DIRECTION: Can you arrange the rows below as a Markdown table with the columns Number and Text, covering only the span from the line with "Spot every instance of distant hill" up to and including the line with "[0,0,825,405]", with blank lines left out?

[start]

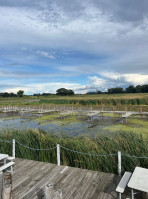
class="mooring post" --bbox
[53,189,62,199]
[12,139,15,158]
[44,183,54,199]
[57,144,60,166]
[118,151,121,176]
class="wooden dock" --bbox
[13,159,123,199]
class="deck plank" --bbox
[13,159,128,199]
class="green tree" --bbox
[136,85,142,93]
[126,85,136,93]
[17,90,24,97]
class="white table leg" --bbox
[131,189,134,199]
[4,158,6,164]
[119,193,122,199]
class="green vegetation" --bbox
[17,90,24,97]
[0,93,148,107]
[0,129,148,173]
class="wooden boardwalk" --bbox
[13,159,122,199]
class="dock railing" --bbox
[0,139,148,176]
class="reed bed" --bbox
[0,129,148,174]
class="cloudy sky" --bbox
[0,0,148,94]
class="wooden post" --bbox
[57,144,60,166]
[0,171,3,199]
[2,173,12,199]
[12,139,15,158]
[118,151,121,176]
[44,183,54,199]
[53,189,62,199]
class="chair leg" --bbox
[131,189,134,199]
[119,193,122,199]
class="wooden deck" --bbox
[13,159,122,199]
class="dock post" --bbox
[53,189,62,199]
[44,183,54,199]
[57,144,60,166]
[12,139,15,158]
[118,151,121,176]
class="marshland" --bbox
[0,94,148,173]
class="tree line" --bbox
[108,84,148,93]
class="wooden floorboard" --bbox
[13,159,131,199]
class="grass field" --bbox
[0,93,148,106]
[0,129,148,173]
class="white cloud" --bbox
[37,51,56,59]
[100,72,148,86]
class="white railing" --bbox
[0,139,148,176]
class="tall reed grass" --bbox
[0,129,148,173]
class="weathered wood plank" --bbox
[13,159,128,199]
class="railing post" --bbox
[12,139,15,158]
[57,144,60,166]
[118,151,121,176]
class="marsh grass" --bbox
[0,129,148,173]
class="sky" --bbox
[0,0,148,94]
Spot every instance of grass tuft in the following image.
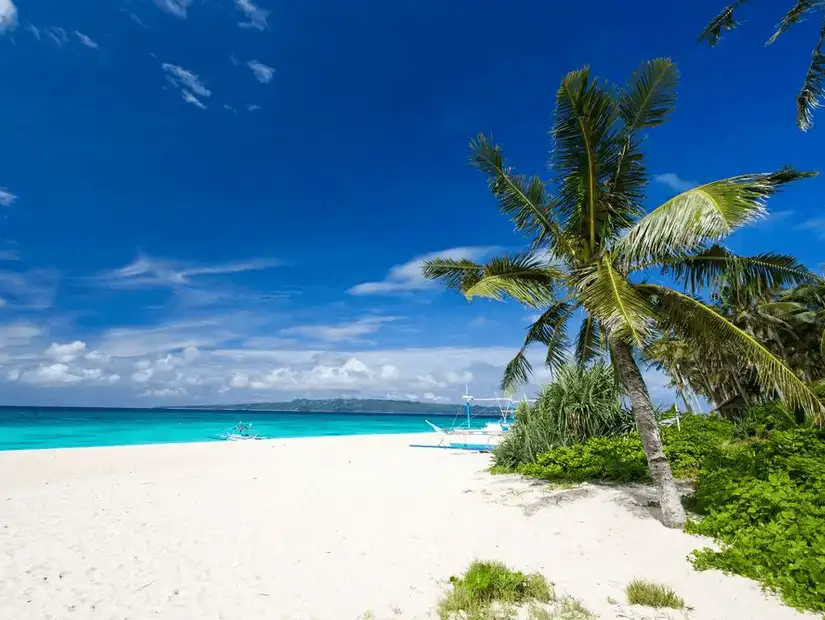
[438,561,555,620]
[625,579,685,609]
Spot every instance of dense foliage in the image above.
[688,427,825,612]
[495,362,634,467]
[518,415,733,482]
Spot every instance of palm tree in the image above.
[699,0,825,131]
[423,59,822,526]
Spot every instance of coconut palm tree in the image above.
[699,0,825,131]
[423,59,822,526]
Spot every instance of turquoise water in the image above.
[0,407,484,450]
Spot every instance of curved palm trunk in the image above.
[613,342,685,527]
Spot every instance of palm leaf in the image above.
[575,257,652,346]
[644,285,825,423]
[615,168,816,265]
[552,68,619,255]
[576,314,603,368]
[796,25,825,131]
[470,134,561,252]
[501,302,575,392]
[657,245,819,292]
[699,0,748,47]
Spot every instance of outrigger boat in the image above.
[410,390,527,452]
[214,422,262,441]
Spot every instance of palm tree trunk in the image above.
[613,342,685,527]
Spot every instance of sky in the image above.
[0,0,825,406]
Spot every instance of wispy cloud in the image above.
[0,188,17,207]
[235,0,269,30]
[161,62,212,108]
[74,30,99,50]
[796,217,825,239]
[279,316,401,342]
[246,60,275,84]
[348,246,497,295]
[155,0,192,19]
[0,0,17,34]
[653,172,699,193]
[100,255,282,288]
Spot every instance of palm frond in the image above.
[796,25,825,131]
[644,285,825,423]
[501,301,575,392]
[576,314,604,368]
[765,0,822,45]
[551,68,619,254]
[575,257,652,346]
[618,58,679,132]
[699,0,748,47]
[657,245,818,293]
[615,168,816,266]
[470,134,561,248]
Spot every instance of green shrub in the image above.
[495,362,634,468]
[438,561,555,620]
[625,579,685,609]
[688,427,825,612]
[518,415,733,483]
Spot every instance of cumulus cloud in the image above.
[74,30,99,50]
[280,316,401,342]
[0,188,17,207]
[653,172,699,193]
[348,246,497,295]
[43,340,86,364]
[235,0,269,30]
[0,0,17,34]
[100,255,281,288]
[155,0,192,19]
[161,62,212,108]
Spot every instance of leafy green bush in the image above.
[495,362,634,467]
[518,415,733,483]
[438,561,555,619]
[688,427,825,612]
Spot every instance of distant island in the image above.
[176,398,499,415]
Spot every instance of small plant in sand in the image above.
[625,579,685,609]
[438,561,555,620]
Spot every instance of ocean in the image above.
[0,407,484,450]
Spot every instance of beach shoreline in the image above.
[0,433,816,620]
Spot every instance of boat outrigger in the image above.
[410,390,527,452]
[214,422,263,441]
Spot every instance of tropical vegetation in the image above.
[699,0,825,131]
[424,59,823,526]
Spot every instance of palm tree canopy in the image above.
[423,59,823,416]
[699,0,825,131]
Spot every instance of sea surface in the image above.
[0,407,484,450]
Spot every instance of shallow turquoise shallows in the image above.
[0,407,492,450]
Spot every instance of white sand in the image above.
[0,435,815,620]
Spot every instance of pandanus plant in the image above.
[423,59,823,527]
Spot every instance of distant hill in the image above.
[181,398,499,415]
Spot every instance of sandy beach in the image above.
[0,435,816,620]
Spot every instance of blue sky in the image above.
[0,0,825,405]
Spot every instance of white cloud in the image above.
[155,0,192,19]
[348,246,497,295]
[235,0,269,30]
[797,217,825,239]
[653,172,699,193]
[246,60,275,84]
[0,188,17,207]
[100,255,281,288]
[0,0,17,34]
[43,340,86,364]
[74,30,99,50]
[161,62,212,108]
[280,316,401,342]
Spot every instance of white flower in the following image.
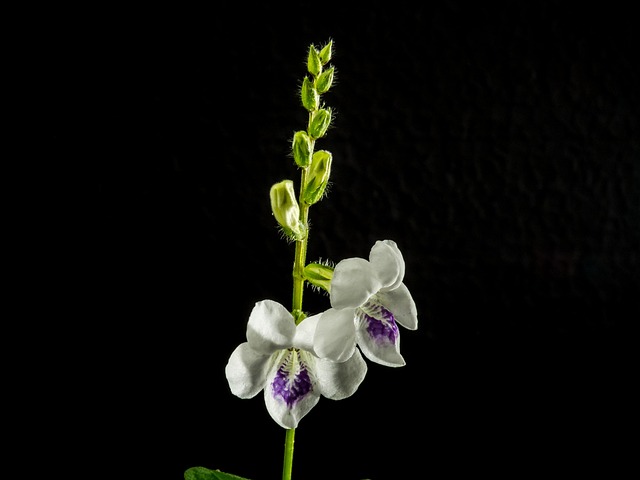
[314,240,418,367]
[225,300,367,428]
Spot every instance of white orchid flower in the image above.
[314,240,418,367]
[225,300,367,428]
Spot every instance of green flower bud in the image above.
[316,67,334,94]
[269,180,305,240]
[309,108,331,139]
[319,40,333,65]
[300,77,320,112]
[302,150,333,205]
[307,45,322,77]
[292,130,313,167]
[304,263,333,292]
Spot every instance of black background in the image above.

[end]

RESPONSE TO THIS TASK:
| Number | Text |
|---|---|
| 1 | Spot every instance of distant hill in the image above. |
| 2 | [181,398,499,415] |
| 3 | Spot every instance of sandy beach in the image above. |
| 4 | [0,435,816,620] |
| 5 | Spot every instance of blue sky in the image above. |
| 6 | [0,0,825,405] |